┌─ Dataset records

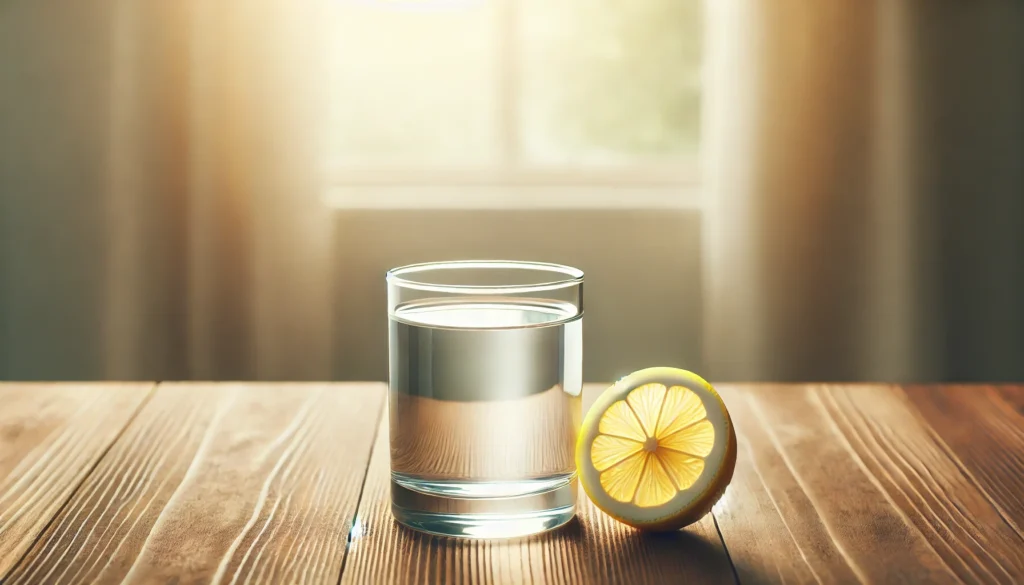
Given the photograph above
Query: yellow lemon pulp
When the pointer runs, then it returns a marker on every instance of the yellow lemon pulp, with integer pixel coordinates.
(652, 445)
(657, 449)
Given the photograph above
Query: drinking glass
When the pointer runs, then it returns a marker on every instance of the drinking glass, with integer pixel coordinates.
(484, 395)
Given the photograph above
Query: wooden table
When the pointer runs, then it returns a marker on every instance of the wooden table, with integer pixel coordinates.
(289, 484)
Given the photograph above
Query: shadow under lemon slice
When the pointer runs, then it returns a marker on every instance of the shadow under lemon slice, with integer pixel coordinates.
(657, 449)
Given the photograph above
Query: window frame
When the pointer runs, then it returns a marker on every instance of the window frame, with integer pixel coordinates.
(672, 182)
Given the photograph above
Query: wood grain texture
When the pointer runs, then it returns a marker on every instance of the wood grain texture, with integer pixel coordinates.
(218, 484)
(982, 429)
(50, 436)
(592, 549)
(866, 494)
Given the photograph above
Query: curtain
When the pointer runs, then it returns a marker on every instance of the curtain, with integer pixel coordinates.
(196, 216)
(865, 191)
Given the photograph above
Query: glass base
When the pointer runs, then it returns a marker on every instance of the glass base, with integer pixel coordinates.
(483, 509)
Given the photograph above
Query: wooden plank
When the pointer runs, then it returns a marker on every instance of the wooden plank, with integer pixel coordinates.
(834, 484)
(982, 429)
(592, 549)
(50, 436)
(219, 483)
(763, 545)
(913, 468)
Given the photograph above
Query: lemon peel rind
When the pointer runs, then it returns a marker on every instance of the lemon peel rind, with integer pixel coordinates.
(690, 504)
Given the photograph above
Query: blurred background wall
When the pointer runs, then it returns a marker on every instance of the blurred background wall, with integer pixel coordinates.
(213, 190)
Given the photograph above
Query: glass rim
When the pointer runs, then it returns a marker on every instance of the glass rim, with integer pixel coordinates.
(398, 276)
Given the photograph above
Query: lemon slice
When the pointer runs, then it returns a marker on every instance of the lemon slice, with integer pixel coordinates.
(657, 449)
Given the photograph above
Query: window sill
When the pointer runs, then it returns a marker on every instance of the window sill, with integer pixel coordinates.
(656, 187)
(513, 197)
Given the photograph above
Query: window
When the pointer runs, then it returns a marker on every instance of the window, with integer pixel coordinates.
(514, 102)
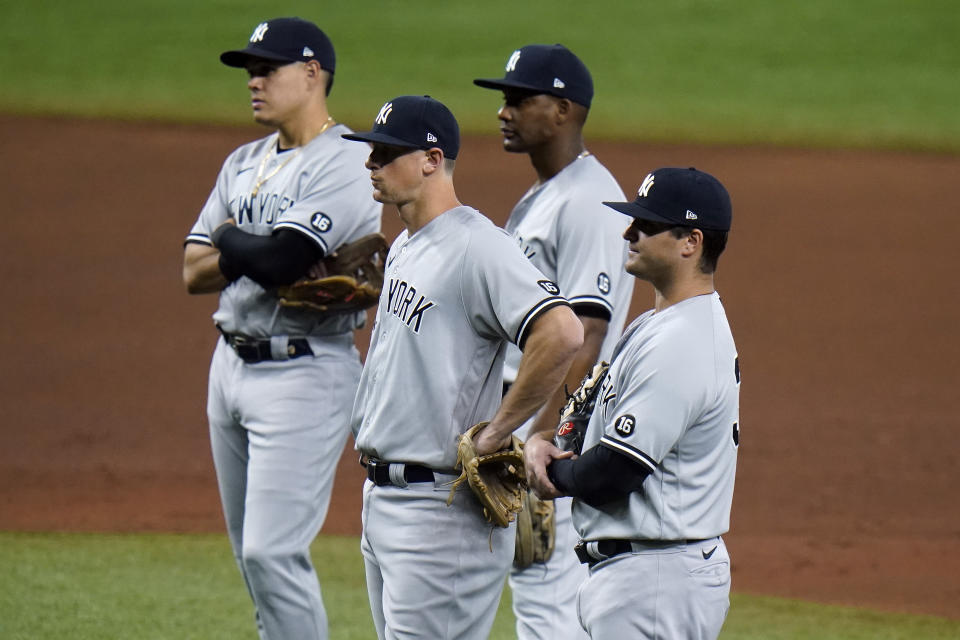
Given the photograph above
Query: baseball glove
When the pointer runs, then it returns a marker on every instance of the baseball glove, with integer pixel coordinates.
(576, 413)
(497, 479)
(351, 280)
(536, 529)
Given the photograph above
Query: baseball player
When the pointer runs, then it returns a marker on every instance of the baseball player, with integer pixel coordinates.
(282, 381)
(653, 485)
(563, 227)
(457, 289)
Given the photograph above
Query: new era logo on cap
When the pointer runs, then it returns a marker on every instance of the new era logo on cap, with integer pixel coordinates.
(285, 40)
(259, 32)
(416, 122)
(644, 189)
(550, 69)
(384, 113)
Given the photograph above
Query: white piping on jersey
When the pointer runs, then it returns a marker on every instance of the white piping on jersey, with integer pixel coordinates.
(597, 300)
(289, 224)
(199, 238)
(634, 453)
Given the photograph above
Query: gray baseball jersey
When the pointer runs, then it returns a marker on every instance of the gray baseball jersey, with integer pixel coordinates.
(564, 228)
(671, 402)
(568, 233)
(277, 428)
(454, 294)
(319, 190)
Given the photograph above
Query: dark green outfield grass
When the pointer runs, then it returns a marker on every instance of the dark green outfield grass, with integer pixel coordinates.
(867, 73)
(105, 587)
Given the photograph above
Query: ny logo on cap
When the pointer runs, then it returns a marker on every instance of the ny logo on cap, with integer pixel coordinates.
(259, 32)
(644, 189)
(384, 113)
(512, 62)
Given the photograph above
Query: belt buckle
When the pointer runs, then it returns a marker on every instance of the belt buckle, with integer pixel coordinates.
(374, 474)
(241, 341)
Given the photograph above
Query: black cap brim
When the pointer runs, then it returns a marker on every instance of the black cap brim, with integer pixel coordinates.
(381, 138)
(634, 210)
(240, 57)
(502, 83)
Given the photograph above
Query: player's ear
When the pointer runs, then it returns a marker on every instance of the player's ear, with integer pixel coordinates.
(433, 161)
(314, 70)
(564, 109)
(692, 243)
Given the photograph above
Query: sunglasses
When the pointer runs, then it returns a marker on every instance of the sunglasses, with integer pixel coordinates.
(263, 68)
(516, 97)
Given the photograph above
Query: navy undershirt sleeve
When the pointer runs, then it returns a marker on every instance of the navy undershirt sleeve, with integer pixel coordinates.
(599, 476)
(591, 310)
(270, 261)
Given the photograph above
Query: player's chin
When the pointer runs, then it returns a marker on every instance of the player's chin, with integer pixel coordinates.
(633, 264)
(513, 145)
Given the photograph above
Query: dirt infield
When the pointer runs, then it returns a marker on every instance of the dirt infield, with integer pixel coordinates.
(836, 281)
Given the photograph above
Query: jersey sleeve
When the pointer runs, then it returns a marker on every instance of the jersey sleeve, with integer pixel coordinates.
(502, 292)
(216, 210)
(590, 250)
(336, 205)
(658, 395)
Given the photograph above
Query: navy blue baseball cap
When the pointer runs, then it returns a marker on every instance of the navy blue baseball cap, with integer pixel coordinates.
(551, 69)
(416, 122)
(285, 40)
(684, 197)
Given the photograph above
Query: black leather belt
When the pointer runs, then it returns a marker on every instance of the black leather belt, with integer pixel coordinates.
(379, 473)
(253, 350)
(590, 553)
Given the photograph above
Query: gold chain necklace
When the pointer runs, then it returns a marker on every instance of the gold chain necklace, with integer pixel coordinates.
(263, 163)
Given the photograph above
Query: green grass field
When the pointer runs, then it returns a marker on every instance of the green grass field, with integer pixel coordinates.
(106, 587)
(867, 73)
(862, 73)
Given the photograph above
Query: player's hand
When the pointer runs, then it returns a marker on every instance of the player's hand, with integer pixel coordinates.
(487, 441)
(538, 452)
(318, 270)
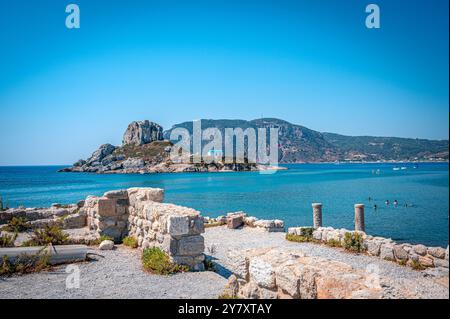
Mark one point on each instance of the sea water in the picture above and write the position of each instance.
(422, 192)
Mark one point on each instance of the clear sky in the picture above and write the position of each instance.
(63, 92)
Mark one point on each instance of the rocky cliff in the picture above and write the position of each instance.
(144, 151)
(299, 144)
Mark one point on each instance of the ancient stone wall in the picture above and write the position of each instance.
(385, 248)
(139, 212)
(272, 273)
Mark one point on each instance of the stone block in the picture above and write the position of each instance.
(106, 207)
(191, 245)
(234, 222)
(178, 225)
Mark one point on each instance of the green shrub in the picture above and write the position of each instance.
(7, 240)
(158, 262)
(416, 265)
(354, 242)
(209, 265)
(25, 264)
(17, 225)
(130, 241)
(49, 234)
(298, 238)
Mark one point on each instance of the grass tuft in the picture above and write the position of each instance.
(354, 242)
(130, 241)
(25, 264)
(158, 262)
(7, 240)
(49, 234)
(17, 225)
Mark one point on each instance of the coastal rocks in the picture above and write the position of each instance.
(278, 273)
(235, 221)
(65, 216)
(96, 157)
(133, 163)
(106, 245)
(138, 212)
(239, 219)
(142, 132)
(415, 256)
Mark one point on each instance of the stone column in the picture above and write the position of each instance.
(359, 217)
(317, 214)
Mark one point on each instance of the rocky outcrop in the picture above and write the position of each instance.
(275, 273)
(142, 132)
(144, 151)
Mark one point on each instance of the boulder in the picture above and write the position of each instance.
(142, 132)
(420, 250)
(234, 222)
(106, 245)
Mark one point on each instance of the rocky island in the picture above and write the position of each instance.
(144, 150)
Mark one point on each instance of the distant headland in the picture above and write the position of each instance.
(146, 148)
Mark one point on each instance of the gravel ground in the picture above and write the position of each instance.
(397, 281)
(118, 274)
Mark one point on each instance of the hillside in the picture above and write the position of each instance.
(298, 144)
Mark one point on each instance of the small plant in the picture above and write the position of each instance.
(354, 242)
(402, 262)
(226, 296)
(130, 241)
(7, 240)
(209, 265)
(158, 262)
(102, 238)
(416, 265)
(334, 243)
(214, 224)
(17, 225)
(49, 234)
(25, 264)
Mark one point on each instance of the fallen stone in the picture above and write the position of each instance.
(106, 245)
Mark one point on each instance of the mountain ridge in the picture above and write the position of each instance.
(299, 144)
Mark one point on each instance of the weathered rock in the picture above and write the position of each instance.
(142, 132)
(400, 253)
(437, 252)
(279, 273)
(132, 163)
(234, 222)
(106, 245)
(387, 252)
(373, 247)
(103, 151)
(426, 261)
(420, 250)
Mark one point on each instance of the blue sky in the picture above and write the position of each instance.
(64, 92)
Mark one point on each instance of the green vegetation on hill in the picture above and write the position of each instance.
(299, 144)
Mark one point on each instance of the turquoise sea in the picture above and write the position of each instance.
(285, 195)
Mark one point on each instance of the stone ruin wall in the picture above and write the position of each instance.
(139, 212)
(384, 248)
(276, 273)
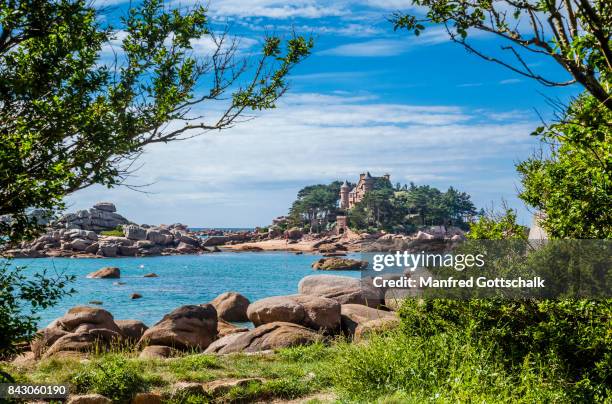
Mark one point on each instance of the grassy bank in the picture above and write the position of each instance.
(479, 352)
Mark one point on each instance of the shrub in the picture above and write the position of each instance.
(112, 376)
(572, 335)
(446, 367)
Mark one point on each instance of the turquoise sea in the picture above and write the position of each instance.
(183, 279)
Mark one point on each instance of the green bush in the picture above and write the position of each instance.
(446, 367)
(112, 376)
(574, 336)
(116, 232)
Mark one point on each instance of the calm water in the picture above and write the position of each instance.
(183, 279)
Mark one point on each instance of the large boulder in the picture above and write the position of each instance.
(187, 239)
(339, 264)
(185, 248)
(106, 273)
(105, 206)
(294, 233)
(188, 327)
(315, 312)
(214, 241)
(343, 289)
(226, 328)
(157, 237)
(231, 306)
(394, 298)
(353, 315)
(268, 336)
(128, 251)
(87, 317)
(107, 250)
(134, 232)
(131, 330)
(80, 244)
(84, 341)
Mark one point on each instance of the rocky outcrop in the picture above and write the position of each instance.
(318, 313)
(354, 315)
(343, 289)
(106, 273)
(294, 233)
(134, 232)
(188, 327)
(215, 241)
(225, 328)
(131, 330)
(223, 341)
(81, 329)
(339, 264)
(268, 336)
(102, 216)
(395, 297)
(231, 306)
(81, 234)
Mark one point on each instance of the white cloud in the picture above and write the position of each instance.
(247, 175)
(389, 47)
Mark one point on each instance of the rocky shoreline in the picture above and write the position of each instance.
(325, 306)
(102, 232)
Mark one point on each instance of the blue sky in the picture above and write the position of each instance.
(368, 98)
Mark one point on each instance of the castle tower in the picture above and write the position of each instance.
(344, 191)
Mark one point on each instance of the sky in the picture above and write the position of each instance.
(368, 99)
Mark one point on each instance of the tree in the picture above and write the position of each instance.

└─

◆ **To be done**:
Reproduce, exactly and with nothing added, the lines from the one that includes "Mark one point on each instance of the calm" through the last line of the material.

◆ **The result**:
Mark one point on each instance of the calm water in the picture above and write the position of each instance.
(183, 279)
Mark one point on each instance of the large boulder in the picture above and write the position of each instance.
(187, 239)
(339, 264)
(185, 248)
(106, 273)
(105, 206)
(294, 233)
(188, 327)
(315, 312)
(214, 241)
(343, 289)
(226, 328)
(157, 237)
(231, 306)
(394, 298)
(353, 315)
(268, 336)
(128, 251)
(87, 317)
(107, 250)
(134, 232)
(131, 330)
(80, 244)
(84, 341)
Mark one point on each instance of the rocky outcrop in the picture above and write the position of each instance.
(318, 313)
(354, 315)
(343, 289)
(106, 273)
(294, 233)
(134, 232)
(188, 327)
(215, 241)
(225, 328)
(131, 330)
(223, 341)
(81, 329)
(339, 264)
(268, 336)
(102, 216)
(395, 297)
(231, 306)
(81, 234)
Mark one point on each instance of the white cloud in the picture above and write the position of each instance.
(247, 175)
(389, 47)
Mark one point on each instance of the rocky shoreline in the picture above and write the position of each instance.
(325, 306)
(102, 232)
Mark one point on each instance of the blue sky in the picture above and write the position of each instance.
(368, 98)
Mark one point on each instance of the castle tower in the picture above and write the position of each instance.
(344, 191)
Mark one point on each instance of the sky in the picture above and write the position of each instance.
(368, 99)
Mark one point on each instance of the tree in the picture above and write the position of each instance.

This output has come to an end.